▶ _PROBLEM TO SOLVE_
Starting with the line that contains "Could you kindly segment every instance of the woman's" and continuing through the end of the listing below, put each line into a Markdown table with the columns Row and Listing line. Number the rows and leave out blank lines.
___ DATA
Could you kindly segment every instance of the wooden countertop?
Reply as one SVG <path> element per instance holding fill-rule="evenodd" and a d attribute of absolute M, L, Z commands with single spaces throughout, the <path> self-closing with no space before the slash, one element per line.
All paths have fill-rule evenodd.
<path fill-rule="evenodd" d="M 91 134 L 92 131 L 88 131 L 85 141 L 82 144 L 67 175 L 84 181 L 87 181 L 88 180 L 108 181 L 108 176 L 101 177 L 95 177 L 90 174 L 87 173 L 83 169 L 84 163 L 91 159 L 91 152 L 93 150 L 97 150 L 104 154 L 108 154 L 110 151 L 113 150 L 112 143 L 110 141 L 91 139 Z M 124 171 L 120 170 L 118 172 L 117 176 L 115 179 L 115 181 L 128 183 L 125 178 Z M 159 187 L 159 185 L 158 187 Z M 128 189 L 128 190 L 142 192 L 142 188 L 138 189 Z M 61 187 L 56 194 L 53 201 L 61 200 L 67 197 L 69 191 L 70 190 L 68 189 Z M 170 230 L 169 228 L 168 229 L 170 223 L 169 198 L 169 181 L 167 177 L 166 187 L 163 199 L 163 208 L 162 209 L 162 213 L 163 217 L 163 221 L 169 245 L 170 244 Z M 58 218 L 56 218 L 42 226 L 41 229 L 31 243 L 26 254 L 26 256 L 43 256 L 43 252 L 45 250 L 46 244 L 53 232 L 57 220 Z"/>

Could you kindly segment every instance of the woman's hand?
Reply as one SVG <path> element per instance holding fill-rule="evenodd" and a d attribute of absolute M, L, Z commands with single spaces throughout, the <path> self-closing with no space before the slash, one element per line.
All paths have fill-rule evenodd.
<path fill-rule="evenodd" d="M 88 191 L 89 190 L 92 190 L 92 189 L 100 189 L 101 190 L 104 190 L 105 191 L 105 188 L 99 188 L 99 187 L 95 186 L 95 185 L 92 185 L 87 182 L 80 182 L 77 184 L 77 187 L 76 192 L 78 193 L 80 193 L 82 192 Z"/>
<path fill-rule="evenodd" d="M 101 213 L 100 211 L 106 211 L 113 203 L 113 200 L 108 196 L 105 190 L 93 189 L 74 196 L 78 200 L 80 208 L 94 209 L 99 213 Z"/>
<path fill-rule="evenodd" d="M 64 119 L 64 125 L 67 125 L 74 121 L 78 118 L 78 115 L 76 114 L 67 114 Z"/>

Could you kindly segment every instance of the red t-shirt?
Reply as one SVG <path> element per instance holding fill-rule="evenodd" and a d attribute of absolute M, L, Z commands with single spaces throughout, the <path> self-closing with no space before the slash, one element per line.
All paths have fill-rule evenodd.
______
▶ _WRITTEN ANSWER_
| Row | Listing line |
|---|---|
| 1 | Could you kindly segment every instance of the woman's hand? |
| 2 | Reply as one SVG <path> element per instance holding fill-rule="evenodd" and a d attribute of absolute M, L, Z commands with single spaces throughout, the <path> self-closing with no space before the slash, one element per line. |
| 3 | All paths have fill-rule evenodd. |
| 4 | <path fill-rule="evenodd" d="M 88 191 L 89 190 L 92 190 L 92 189 L 100 189 L 101 190 L 104 190 L 105 191 L 105 188 L 99 188 L 99 187 L 95 186 L 95 185 L 92 185 L 87 182 L 80 182 L 77 184 L 77 187 L 76 192 L 78 193 L 80 193 L 82 192 Z"/> |
| 5 | <path fill-rule="evenodd" d="M 101 213 L 100 211 L 106 211 L 113 203 L 113 200 L 108 196 L 105 190 L 93 189 L 74 196 L 78 200 L 80 208 L 94 209 L 99 213 Z"/> |
| 6 | <path fill-rule="evenodd" d="M 64 119 L 64 125 L 67 125 L 74 121 L 78 118 L 78 115 L 76 114 L 67 114 Z"/> |
| 7 | Could you kindly segment every instance of the red t-shirt? |
| 8 | Reply as one SVG <path> element per instance holding fill-rule="evenodd" and a d attribute of absolute M, L, Z commands with single spaces throughout, the <path> self-closing with no space before the slash, one element per line. |
| 9 | All paths have fill-rule evenodd. |